*Document section*
To say this is an inspired choice underscores its magnitude. Shinseki's personal courage and virtue are close to unparalleled in the current generation of general officers. He knows the sacrifices of war personally, as he left part of his right foot in Vietnam. The new generation of Iraq and Afghanistan veterans -- already underserved by the country that sent them to war -- can know that he has their backs.

I feel very good about this!

Anyway, you know the drill, enjoy the opportunity to comment, feel free to drop an email. As usual, I'll be watching MEET THE PRESS on TiVo, so you can expect me to be behind real time in covering it.


Today we'll have Condi Rice talking about India-Pakistan strife, and auto-bailout surrogate yelling from Carl Levin, who reps Detroit, and Richard Shelby, who reps the part of the country eager to see Detroit go out of business - which means we won't be having an honest discussion on the matter at all.

First, Condi Rice - less than fifty more days of her, thankfully - says that Pakistan needs to cooperate and act accordingly in the investigation into the Mumbai attacks, the likelihood of which is basically nil. "The leaders in Pakistan were very clear that they understood they needed to act, and now we're waiting," Rice says, speaking a refrain that's rung out since 9/11.

How dangerous is the India-Pakistan situation? Rice says that relations between the nations is better than they were back in 2001. "It's important to not take steps that will make the situation worse," Rice says, speaking a line of political phiosophy that runs counter to the Bush Doctrine. She follows that up by saying that diplomacy is the best course of action with Iran. Woah! She's off teh reservation or something!

*Written instruction A*
In the Meet the Press post, where did Shinseki lose part of his right foot?
*Written instruction B*
Copy out the Meet the Press post from "Today we'll have" to "matter at all.".
*Written instruction C*
Write a continuation of the Meet the Press post that picks up after its final sentence.

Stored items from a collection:
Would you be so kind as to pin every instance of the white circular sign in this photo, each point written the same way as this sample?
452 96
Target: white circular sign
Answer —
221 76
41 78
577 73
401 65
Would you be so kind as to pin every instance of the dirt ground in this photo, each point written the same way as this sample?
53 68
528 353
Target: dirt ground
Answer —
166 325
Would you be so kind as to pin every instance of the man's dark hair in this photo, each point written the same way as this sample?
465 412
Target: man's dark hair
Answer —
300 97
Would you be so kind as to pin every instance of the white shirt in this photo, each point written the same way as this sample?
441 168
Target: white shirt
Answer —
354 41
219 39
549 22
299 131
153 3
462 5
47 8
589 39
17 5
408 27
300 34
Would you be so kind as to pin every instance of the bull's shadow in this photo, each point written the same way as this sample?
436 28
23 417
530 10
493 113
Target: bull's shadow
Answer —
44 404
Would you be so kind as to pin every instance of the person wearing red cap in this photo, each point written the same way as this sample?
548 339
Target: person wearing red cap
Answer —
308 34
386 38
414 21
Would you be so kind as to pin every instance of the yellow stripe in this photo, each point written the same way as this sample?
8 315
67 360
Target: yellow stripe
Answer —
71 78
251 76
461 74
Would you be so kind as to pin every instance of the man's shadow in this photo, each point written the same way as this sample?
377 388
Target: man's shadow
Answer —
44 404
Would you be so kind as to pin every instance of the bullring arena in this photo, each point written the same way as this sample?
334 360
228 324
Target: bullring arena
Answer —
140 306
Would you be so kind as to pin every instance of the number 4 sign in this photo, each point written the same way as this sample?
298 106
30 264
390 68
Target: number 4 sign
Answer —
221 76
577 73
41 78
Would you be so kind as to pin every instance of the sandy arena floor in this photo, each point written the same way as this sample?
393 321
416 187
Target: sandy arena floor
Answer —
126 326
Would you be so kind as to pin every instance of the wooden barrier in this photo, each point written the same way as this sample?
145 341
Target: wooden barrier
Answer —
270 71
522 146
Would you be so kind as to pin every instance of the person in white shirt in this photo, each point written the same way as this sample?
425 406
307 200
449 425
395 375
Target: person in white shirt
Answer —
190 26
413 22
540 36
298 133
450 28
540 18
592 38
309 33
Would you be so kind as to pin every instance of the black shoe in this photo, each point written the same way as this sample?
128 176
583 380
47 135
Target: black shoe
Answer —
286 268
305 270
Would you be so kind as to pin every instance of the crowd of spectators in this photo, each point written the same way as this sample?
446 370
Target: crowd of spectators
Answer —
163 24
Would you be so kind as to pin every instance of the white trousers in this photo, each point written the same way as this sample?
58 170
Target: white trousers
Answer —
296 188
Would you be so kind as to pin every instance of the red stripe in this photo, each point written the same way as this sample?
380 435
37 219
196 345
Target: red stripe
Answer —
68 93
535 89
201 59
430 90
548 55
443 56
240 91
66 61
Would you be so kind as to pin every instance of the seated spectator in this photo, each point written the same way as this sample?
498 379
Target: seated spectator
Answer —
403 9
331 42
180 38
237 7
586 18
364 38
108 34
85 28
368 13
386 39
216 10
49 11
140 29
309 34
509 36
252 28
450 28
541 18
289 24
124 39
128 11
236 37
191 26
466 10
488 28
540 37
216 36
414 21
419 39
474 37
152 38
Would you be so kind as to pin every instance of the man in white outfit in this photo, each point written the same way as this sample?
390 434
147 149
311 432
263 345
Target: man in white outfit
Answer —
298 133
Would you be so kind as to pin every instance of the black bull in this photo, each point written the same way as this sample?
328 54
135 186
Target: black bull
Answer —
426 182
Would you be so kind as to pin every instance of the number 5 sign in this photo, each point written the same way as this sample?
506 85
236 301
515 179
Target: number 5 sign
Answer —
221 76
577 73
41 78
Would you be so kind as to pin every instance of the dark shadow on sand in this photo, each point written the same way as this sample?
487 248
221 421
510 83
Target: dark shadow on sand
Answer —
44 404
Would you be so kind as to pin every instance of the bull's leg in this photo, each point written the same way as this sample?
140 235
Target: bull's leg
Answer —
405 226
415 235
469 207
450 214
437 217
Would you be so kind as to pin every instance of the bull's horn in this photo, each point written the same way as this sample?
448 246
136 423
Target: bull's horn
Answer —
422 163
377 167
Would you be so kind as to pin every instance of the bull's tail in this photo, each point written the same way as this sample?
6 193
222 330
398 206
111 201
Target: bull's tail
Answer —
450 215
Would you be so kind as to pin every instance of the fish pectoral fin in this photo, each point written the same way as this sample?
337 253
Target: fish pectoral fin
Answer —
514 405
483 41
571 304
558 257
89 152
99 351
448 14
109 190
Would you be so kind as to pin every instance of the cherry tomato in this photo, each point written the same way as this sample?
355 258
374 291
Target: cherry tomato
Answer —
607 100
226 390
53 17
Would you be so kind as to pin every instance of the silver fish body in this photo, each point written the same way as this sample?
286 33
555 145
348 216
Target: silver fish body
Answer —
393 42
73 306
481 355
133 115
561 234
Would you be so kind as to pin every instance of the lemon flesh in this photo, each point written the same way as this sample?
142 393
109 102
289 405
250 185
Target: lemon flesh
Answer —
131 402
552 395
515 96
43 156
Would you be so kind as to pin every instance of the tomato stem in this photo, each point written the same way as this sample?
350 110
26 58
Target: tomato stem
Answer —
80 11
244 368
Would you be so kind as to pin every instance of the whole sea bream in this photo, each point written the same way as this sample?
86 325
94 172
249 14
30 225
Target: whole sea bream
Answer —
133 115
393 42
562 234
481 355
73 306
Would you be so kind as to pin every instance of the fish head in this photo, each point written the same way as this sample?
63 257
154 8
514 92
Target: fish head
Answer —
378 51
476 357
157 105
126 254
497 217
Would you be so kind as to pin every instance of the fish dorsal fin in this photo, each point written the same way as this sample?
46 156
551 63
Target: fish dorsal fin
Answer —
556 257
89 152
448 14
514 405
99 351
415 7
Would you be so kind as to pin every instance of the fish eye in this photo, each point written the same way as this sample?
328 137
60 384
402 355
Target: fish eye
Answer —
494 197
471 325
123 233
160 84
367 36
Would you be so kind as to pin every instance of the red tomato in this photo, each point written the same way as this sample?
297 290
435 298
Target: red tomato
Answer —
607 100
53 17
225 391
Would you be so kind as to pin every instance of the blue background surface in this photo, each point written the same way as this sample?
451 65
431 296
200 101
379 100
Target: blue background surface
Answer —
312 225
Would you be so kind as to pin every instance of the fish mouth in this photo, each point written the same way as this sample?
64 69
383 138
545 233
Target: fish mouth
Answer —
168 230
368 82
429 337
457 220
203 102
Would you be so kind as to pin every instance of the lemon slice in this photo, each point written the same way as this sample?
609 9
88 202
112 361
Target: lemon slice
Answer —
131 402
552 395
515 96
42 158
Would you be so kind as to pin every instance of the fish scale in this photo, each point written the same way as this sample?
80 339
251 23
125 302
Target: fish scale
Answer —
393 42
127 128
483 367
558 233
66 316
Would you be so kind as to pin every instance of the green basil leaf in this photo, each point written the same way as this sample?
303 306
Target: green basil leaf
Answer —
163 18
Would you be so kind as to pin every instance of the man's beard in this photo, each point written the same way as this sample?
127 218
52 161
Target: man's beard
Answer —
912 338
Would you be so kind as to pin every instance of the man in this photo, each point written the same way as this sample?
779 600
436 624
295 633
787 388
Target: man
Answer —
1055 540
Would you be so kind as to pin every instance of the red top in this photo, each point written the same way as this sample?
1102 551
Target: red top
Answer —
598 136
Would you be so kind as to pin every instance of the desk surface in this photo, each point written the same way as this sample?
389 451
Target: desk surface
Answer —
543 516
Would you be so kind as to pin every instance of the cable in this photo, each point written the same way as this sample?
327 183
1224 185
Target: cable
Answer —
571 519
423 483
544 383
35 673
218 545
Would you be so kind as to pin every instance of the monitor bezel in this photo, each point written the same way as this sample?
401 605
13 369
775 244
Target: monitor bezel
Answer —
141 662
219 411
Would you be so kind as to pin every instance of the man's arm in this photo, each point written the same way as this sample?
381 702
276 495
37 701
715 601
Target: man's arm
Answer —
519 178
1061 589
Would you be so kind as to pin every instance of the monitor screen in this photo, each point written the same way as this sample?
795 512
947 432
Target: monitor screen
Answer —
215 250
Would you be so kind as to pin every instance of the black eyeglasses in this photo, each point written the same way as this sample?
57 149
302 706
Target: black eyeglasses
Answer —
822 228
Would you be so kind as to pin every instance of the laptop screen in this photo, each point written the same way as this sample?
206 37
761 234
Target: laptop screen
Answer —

*Expected answer A*
In Vietnam.

*Expected answer B*
Today we'll have Condi Rice talking about India-Pakistan strife, and auto-bailout surrogate yelling from Carl Levin, who reps Detroit, and Richard Shelby, who reps the part of the country eager to see Detroit go out of business - which means we won't be having an honest discussion on the matter at all.

*Expected answer C*
What responsibility does Condi feel for the failure of intelligence that Bush now cries about at night, as he looks at what a charlie foxtrot Iraq has become, does Rice feel bad about it? Not so bad that she can't spew forth a ton of dodges. "Across the world, people thought Saddam had weapons of mass destruction." Hey, I didn't! Do I get a prize for being right? (Answer: Sadly, no. Prizes typically go to the wrongest.)

Anyway, it's funny to hear Rice imply that Iraq was a "bulwark against Iran" that simply had a murderous dictator. Iraq is hardly going to be a bulwark against Iran!

Rice insists that Donald Rumsfeld, counter to rumors, did, in fact, return her calls on a regular basis. That's too bad. Talking to Rumsfeld doesn't make anyone better at their job.

It's a pity that they've got Levin and Shelby on to discuss the auto bailout bill, because there won't be a shred of nuance between the two of them. Levin, predictably suggests that the bill is forthcoming. He's confident. The automakers brought plans (actually, in the hearings, I heard a lot of Congresspersons with marketing ideas that the CEOs had plainly never thought of. Levin "confidence" has nothing to do with the measure getting passed. Also, there will be a government-appointed "car czar." Yes, America's storied history of successful czars seems certain to continue!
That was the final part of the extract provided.